Chant du Harem de Gu Kuang

gong ci by gu kuang
Chants et luths des dames s’élèvent jusqu’aux deux.
Le vent qui apporte leurs rires devient deux.
Le clepsydre au clair de lune se fait entendre,
La Voie lactée pavée de paroles est tendre.

Poème chinois

「宫词」
玉楼天半起笙歌,风送宫嫔笑语和。
月殿影开闻夜漏,水晶帘卷近秋河。

顾况

Explication du poème

Ce poème ancien est un chef-d'œuvre de Gu Kuang, poète des Tang, dépeignant la mélancolie des femmes du palais. Ayant longtemps servi comme lettré à la cour, Gu Kuang connaissait intimement les fastes et les solitudes de la vie impériale. Composé probablement durant sa maturité, ce poème utilise un style dépouillé et des images subtiles pour révéler le monde intérieur d'une dame de palais délaissée, perdue dans ses pensées au milieu du luxe environnant - une œuvre novatrice dans le genre des "plaintes du gynécée".

Premier distique : « 玉楼天半起笙歌,风送宫嫔笑语和。 »
Yù lóu tiān bàn qǐ shēng gē, fēng sòng gōng pín xiào yǔ hé.
Du pavillon de jade s'élèvent à mi-ciel des chants et musiques, Le vent apporte les rires harmonieux des dames du palais.

Ce couplet peint une scène de fête nocturne à la cour, avec ses "pavillons de jade", ses "musiques" et ses "rires" évoquant tout le faste impérial. Apparente célébration de la joie, cette description prépare en réalité un contraste poignant : derrière cette allégresse, toutes sont-elles vraiment heureuses ? Certaines ne sont-elles pas exclues de ce spectacle ?

Second distique : « 月殿影开闻夜漏,水晶帘卷近秋河。 »
Yuè diàn yǐng kāi wén yè lòu, shuǐ jīng lián juǎn jìn qiū hé.
Le clair de lune inonde la salle, on entend la clepsydre, Le rideau de cristal relevé révèle la Voie lactée automnale.

___

> La consigne: Rédigez la suite du texte sur le « Chant du Harem » de Gu Kuang, s'il vous plaît, en reprenant juste après sa dernière phrase.

> Données:
___

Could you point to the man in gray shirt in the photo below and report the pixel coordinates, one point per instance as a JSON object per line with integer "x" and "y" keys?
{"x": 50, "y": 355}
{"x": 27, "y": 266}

___

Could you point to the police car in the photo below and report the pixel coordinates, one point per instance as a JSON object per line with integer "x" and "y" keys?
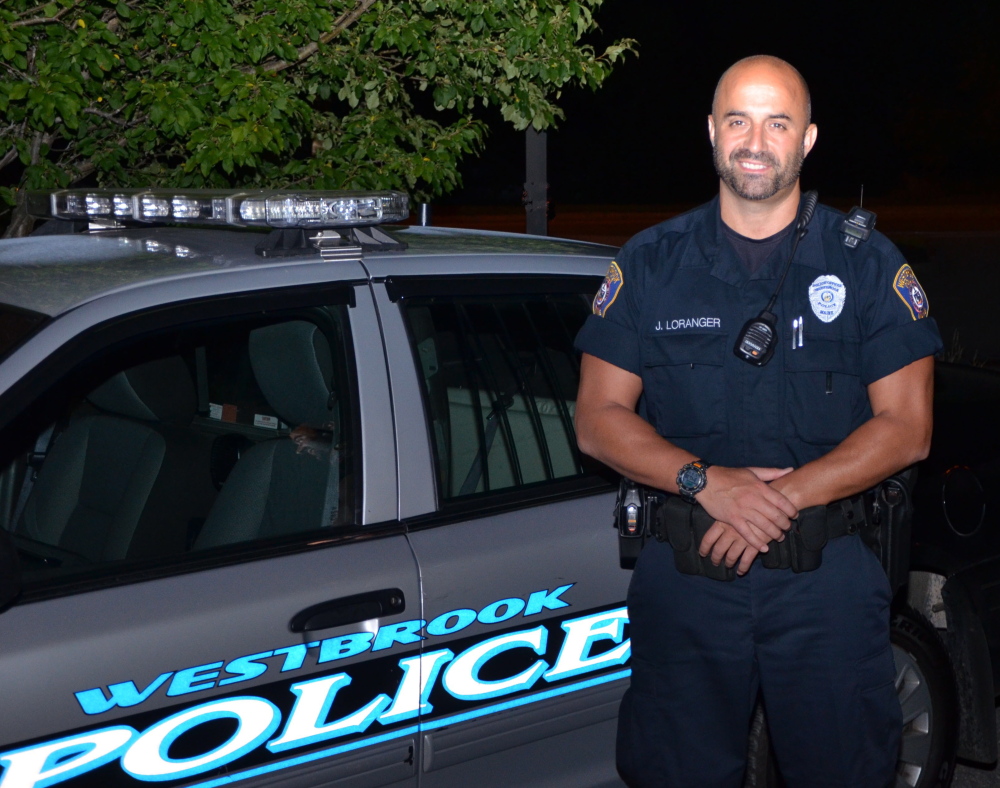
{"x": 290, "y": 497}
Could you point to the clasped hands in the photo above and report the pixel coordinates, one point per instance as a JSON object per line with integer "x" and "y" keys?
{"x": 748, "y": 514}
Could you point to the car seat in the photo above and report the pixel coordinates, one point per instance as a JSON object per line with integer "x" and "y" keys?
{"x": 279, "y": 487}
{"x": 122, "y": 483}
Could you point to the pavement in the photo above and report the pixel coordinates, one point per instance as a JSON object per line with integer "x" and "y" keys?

___

> Réponse:
Transition vers la solitude : "lune", "clepsydre" et "Voie lactée" créent une atmosphère de profonde mélancolie. Le poète déplace soudain la perspective vers une dame solitaire qui, contemplant la galaxie et écoutant l'écoulement du temps, ressent avec acuité la fuite de sa jeunesse et son isolement existentiel.

Lecture globale

En surface, ce poème décrit les réjouissances de la cour. En réalité, par des contrastes environnementaux et des détails suggestifs, il révèle l'état d'âme d'une femme oubliée. Le premier couplet festif s'oppose au second, baigné de lune et de silence, accentuant la solitude du personnage. Le génie réside dans l'absence de plainte explicite : à travers des images symboliques comme "claire de lune", "bruit de la clepsydre" et "Voie lactée proche", le poète incarne les regrets discrets de la dame face au temps qui passe. Cette pudeur expressive, où la tristesse se devine plus qu'elle ne se déclare, témoigne d'une maîtrise artistique suprême.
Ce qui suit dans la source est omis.